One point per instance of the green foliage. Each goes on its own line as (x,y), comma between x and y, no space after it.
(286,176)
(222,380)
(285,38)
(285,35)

• _Task to complete_
Reproduce the material above line for line, changing nothing.

• _Full response_
One point per instance of the green foliage. Each goes on its own line as (x,y), comma between x and y, no space after it.
(286,176)
(222,380)
(285,38)
(285,35)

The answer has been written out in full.